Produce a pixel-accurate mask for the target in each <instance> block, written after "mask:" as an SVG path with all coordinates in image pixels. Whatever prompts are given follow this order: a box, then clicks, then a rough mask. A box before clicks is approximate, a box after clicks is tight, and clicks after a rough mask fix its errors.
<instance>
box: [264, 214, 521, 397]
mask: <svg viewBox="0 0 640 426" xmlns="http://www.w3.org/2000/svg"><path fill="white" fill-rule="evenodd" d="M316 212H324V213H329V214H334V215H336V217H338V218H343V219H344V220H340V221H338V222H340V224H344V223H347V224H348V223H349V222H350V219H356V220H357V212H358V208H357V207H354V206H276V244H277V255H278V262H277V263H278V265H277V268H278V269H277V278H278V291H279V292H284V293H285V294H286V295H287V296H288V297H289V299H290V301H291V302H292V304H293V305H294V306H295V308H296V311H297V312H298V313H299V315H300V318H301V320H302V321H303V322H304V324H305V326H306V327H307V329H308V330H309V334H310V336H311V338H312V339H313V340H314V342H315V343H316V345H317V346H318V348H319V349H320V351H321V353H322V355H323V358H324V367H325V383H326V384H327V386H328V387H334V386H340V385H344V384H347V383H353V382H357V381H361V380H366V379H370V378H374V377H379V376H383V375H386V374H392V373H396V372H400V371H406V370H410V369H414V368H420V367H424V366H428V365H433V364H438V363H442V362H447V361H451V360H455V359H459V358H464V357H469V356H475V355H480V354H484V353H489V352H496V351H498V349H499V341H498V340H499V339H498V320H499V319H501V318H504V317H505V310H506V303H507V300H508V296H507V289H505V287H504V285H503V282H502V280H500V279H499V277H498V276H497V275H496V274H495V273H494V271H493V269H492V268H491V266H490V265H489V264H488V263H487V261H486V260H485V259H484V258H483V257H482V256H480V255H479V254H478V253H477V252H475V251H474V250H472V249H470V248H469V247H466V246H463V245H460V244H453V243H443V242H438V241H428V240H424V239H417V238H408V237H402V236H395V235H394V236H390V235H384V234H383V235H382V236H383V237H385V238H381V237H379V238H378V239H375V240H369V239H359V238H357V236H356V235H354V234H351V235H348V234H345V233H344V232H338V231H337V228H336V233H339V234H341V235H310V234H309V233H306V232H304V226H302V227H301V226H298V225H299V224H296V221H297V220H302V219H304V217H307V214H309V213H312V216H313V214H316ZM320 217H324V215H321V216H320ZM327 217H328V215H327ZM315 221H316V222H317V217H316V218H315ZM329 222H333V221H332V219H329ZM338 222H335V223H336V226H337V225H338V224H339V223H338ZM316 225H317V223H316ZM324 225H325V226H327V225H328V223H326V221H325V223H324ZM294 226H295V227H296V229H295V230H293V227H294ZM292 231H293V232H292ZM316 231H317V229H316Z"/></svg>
...
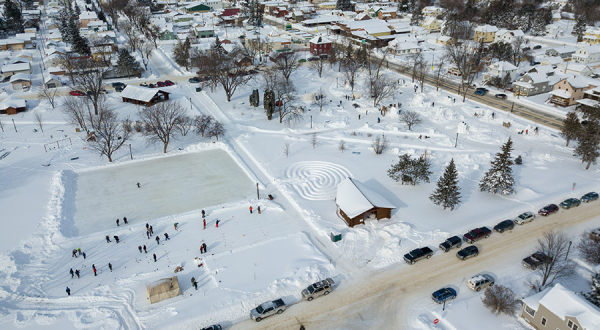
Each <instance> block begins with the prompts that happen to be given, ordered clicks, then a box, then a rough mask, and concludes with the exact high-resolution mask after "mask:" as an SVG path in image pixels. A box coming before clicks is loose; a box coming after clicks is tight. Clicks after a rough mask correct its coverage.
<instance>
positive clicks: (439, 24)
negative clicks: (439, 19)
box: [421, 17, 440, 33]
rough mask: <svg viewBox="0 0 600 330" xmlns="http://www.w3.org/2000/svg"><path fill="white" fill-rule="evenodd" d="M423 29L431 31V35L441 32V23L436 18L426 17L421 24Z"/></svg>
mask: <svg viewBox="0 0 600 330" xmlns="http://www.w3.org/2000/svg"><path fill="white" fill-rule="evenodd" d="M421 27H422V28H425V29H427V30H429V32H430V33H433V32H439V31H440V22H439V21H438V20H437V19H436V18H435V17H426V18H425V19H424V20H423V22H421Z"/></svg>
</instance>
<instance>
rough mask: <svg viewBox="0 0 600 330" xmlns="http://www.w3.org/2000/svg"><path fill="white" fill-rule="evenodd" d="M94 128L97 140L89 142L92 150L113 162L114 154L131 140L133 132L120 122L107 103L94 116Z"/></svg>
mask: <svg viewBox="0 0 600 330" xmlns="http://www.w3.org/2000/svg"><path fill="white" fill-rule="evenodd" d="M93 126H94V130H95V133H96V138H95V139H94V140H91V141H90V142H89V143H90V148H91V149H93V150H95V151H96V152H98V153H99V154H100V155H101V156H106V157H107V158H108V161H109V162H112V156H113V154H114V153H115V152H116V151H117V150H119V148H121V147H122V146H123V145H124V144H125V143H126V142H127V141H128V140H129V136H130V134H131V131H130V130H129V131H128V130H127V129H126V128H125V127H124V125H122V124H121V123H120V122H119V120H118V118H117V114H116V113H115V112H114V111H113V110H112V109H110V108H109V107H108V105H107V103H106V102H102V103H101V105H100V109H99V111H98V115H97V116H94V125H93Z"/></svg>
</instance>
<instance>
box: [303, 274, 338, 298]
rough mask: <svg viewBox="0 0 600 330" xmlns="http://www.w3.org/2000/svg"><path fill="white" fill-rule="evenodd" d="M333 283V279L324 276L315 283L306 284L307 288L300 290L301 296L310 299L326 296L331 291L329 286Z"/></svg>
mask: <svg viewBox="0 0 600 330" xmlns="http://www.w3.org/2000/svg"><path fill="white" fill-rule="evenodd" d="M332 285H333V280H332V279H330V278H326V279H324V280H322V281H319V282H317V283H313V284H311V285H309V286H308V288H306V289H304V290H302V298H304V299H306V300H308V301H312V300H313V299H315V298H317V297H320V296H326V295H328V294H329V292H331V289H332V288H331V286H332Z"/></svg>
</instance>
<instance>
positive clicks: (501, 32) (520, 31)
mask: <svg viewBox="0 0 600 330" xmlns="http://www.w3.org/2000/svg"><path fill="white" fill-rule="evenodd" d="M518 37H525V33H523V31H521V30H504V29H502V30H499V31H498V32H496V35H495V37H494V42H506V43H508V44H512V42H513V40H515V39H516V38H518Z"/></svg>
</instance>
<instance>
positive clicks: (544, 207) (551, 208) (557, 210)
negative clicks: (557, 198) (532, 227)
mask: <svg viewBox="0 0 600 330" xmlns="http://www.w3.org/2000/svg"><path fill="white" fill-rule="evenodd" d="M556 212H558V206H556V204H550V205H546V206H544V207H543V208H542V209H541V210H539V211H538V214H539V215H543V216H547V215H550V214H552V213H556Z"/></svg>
---
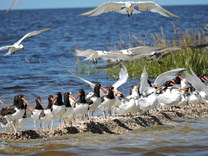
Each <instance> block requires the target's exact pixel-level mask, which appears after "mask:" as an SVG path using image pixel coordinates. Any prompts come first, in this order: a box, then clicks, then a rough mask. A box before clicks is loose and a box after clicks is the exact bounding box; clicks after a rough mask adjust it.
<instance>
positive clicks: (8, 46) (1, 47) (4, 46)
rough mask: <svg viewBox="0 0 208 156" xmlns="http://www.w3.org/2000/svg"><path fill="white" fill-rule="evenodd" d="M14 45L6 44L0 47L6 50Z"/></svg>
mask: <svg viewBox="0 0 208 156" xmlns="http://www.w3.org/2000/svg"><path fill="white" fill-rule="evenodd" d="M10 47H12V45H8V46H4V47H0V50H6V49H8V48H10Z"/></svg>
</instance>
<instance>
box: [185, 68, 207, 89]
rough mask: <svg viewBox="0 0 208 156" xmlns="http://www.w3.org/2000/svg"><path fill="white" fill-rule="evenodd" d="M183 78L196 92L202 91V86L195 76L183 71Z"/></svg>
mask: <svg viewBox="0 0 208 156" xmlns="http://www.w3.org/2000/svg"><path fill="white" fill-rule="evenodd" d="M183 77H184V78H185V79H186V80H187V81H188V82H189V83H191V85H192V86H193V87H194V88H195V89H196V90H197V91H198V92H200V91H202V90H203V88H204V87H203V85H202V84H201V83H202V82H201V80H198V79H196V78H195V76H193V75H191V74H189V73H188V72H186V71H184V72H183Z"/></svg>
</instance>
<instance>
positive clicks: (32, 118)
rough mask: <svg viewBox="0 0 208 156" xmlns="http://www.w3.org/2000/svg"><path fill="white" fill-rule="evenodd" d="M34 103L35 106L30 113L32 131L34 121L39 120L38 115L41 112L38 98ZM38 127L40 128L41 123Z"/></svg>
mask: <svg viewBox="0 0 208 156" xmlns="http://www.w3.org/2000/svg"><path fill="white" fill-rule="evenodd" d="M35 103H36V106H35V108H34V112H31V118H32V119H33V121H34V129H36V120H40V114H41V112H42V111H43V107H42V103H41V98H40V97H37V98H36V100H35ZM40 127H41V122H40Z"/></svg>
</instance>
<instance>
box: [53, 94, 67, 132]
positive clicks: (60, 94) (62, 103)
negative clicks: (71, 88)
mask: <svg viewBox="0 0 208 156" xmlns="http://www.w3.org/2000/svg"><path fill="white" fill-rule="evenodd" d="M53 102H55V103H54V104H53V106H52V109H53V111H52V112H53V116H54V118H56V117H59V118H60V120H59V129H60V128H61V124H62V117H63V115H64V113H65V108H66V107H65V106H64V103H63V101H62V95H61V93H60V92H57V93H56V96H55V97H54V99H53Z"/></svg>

YOUR INSTRUCTIONS: Scan the material above for the string "exact" and return the lines that hold it.

RESPONSE FOR THIS EXERCISE:
Each <instance> block begins with the prompts that happen to be given, ordered clicks, then a box, then a rough mask, and concludes with the exact high-resolution mask after "mask:" as an SVG path in image pixels. A box coming before clicks is loose; a box coming after clicks is tight. Clicks after a rough mask correct its coverage.
Each <instance> block requires the target's exact pixel-level mask, which appears after "mask:" as an SVG path using image pixel coordinates. Any prompts come first, in this order: a box, then clicks, then a rough mask. A box before clicks is loose and a box after clicks is the exact bounding box; clicks after a rough mask adjust it.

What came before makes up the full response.